What is being asked =>
Check each line of the listing for the word "jacket" and report the ones that have it.

Materials provided =>
=== Section Start ===
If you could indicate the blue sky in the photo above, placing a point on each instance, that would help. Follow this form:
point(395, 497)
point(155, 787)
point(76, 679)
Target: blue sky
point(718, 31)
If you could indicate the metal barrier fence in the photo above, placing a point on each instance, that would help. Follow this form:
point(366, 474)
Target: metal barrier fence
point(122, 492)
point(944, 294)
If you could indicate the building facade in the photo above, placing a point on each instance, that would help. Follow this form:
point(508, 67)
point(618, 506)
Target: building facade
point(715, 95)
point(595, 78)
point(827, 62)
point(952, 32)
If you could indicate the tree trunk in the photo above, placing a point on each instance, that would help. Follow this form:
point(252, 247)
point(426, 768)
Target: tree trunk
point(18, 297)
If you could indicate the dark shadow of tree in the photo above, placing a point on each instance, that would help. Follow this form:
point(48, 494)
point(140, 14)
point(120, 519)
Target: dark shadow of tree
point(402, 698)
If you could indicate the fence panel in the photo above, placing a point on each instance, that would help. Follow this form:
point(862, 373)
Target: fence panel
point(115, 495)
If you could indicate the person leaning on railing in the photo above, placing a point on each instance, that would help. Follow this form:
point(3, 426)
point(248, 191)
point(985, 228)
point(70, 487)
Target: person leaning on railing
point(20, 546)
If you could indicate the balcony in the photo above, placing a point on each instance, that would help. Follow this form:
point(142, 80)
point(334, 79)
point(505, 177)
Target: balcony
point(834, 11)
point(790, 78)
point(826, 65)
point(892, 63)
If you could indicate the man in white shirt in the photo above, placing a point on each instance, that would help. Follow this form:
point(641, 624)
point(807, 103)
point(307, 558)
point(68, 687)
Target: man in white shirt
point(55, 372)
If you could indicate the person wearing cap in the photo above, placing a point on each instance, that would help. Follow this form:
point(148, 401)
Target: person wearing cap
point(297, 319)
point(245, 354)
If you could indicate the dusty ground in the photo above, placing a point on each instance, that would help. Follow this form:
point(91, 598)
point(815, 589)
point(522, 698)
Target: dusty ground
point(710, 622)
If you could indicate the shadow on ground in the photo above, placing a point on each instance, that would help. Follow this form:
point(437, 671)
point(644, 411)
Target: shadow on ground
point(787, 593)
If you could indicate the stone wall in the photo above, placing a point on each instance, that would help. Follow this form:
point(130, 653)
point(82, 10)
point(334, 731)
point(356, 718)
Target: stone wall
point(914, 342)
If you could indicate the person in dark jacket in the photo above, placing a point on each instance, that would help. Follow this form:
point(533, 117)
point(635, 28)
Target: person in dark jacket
=== Section End ===
=== Section Start ===
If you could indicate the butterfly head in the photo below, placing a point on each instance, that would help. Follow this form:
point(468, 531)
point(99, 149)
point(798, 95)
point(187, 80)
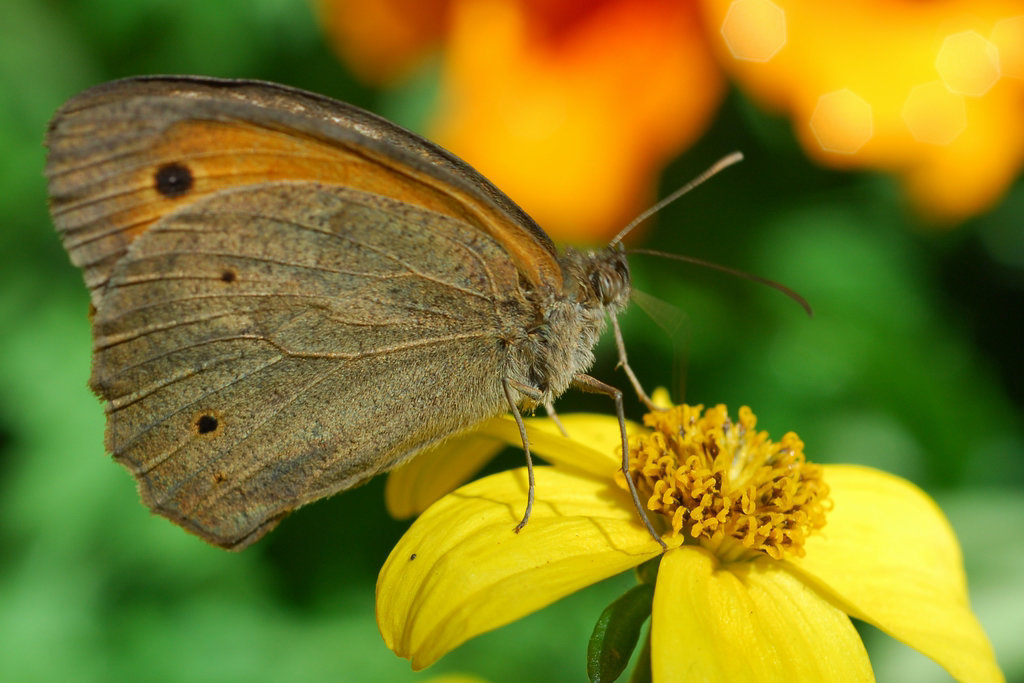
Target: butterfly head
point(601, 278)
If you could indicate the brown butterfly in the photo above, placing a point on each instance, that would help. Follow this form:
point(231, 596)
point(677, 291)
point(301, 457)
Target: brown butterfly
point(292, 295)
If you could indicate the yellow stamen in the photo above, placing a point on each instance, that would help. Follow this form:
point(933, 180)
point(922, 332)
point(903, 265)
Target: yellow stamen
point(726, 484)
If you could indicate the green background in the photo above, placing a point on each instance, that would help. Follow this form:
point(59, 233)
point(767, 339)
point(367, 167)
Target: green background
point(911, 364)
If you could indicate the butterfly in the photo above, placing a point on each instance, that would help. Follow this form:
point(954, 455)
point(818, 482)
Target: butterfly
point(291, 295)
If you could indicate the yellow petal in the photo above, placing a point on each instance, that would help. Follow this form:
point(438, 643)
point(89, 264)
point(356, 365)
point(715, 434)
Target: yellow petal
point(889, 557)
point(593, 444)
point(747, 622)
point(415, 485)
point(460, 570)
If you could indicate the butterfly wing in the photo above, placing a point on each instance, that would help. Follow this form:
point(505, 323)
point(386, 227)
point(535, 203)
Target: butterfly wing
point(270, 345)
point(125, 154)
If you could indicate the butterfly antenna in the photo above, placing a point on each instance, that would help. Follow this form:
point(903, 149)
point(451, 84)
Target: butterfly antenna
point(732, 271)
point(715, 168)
=== Section End ===
Reply =>
If you could indicate the person in dark jacket in the photo above, placing a point on each instance, that would help. Follow this form:
Target: person in dark jacket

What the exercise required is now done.